Consegna 1:
Rispondi alle domande seguenti in base al brano sulla azdora romagnola.
(a) Chi ha invitato Markus Öhrn in residenza, e in quale periodo?
(b) Che cosa indica il termine dialettale "azdora"?
(c) Che cosa riconosce Öhrn nella azdora?
Consegna 2:
Prosegui il brano sulla azdora romagnola, cominciando subito dopo la sua ultima frase.

Estratto della pagina:
—————
Tutto comincia quando Markus Öhrn, invitato in residenza dal festival di Santarcangelo all’inizio del 2015, scopre e "decide di conoscere più a fondo la figura della azdora romagnola, termine dialettale che indica la “reggitrice”, la padrona del focolare, unica responsabile della condotta della casa. Ruolo femminile centrale e di grande autorità nelle geometrie familiari, non le è permessa alcuna assenza, alcun sentimento distruttivo al fine di preservare l’equilibrio dell’economia domestica. Öhrn riconosce nella azdora un potenziale di liberazione e di uscita da uno status quo culturale", così recita la presentazione ufficiale del progetto.
—————
Dati di annotazione sulla posizione degli oggetti
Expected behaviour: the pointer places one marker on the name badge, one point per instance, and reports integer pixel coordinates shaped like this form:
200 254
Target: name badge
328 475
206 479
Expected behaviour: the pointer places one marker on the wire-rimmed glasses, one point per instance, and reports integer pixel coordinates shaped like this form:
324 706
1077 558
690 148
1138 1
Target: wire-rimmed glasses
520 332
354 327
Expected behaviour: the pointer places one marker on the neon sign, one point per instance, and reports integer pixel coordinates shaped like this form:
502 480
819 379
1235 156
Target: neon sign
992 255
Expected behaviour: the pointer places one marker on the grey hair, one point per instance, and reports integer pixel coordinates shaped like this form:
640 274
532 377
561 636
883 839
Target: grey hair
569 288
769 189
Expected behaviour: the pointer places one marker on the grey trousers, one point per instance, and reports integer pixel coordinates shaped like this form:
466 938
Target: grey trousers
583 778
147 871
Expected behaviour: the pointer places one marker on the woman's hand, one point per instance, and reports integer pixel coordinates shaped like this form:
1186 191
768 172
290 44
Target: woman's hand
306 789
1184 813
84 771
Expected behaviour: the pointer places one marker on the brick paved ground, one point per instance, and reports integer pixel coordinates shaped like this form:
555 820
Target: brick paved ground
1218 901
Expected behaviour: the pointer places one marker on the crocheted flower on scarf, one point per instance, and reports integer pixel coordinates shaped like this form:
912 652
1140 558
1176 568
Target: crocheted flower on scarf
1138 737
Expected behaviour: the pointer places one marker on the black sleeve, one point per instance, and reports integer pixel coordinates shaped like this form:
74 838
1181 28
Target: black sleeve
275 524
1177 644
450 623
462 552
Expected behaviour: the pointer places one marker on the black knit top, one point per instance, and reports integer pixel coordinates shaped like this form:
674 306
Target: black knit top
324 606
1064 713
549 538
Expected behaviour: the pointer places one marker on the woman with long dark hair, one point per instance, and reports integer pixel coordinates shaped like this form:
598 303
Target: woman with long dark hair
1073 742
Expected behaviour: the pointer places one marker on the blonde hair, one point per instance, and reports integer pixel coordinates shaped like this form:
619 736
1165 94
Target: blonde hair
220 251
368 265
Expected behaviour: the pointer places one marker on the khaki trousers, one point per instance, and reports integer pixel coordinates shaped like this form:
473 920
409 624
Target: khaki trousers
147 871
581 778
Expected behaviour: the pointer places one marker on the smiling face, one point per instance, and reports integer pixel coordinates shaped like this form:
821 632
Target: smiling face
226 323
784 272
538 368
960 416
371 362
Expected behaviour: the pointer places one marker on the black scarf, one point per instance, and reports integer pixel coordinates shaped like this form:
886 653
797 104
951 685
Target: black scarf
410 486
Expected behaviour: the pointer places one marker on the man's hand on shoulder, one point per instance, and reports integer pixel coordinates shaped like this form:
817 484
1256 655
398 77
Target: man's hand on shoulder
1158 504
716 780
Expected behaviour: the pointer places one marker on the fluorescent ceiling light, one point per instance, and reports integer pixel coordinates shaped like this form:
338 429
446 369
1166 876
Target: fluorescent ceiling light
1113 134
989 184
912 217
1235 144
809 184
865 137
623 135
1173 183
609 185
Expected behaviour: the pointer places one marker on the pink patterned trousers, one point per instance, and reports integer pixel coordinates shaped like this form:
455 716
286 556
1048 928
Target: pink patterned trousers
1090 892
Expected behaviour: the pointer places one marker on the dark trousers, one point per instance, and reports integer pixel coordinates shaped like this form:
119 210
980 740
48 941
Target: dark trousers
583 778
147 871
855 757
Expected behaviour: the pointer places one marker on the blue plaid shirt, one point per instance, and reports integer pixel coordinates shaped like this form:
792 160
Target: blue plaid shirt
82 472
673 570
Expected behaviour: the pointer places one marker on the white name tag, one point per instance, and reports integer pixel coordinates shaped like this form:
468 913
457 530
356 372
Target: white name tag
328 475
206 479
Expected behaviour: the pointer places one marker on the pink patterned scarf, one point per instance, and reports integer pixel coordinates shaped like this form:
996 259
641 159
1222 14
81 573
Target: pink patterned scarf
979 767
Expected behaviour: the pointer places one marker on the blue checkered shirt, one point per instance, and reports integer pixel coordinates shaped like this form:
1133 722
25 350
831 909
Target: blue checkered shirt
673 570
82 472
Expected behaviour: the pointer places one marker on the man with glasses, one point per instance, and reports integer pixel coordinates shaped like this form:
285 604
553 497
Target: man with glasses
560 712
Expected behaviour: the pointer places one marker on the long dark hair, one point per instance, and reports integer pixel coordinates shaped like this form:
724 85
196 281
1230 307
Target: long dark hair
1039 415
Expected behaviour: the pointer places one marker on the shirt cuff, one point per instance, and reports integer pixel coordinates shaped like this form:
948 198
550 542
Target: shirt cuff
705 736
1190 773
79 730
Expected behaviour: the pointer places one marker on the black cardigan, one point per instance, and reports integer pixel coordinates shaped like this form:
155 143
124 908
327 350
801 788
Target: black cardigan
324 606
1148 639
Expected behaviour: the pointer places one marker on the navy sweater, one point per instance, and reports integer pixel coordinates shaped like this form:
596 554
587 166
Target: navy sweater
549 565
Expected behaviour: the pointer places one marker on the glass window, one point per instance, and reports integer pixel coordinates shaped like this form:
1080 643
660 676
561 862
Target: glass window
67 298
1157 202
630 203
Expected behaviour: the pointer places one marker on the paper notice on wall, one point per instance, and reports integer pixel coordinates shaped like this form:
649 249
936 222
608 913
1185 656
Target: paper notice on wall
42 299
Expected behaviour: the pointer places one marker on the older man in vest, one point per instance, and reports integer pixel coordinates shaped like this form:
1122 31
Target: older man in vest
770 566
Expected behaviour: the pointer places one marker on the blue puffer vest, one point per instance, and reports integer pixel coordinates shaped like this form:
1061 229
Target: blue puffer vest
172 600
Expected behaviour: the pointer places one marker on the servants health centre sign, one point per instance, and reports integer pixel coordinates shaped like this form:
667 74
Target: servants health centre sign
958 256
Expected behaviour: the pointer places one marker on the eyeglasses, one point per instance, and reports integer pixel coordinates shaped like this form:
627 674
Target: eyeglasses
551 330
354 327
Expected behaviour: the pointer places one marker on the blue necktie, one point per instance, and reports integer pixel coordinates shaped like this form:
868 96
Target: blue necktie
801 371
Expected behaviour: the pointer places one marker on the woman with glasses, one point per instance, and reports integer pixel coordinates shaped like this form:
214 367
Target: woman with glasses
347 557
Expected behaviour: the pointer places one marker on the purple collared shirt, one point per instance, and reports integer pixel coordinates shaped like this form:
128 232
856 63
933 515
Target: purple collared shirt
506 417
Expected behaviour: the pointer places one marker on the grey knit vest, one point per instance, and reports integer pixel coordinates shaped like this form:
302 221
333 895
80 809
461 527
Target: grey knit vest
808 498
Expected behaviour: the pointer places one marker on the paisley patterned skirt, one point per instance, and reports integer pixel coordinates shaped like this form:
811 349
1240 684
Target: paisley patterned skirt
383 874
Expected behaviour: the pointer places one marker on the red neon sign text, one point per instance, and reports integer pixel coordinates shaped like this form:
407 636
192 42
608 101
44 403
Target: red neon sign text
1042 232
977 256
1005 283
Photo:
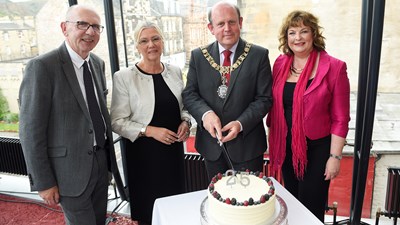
—————
Risposta attesa 1:
(a) Il festival di Santarcangelo, all'inizio del 2015.
(b) La "reggitrice", la padrona del focolare, unica responsabile della condotta della casa.
(c) Un potenziale di liberazione e di uscita da uno status quo culturale.

Risposta attesa 2:
?Alos racconta: "L’appuntamento del 15 luglio è la seconda parte del progetto, nato l’anno scorso. Markus da sempre lavora moltissimo con la musica, anche nei suoi altri spettacoli teatrali, e quindi ha chiesto ai Motus [storica compagnia teatrale italiana, N.d.A.] se conoscessero una musicista che facesse musica estrema, e che fosse una donna. Esclusi il regista e un attore in scena siamo infatti tutte donne nello spettacolo. Cercava dunque una persona che avesse un approccio musicale forte, magari con un immaginario black metal o comunque vicino a realtà di musica estrema. E gli interessava anche l’approccio, diciamo, femminista allo spettacolo. Motus gli ha fatto il mio nome e da qui è nata la collaborazione".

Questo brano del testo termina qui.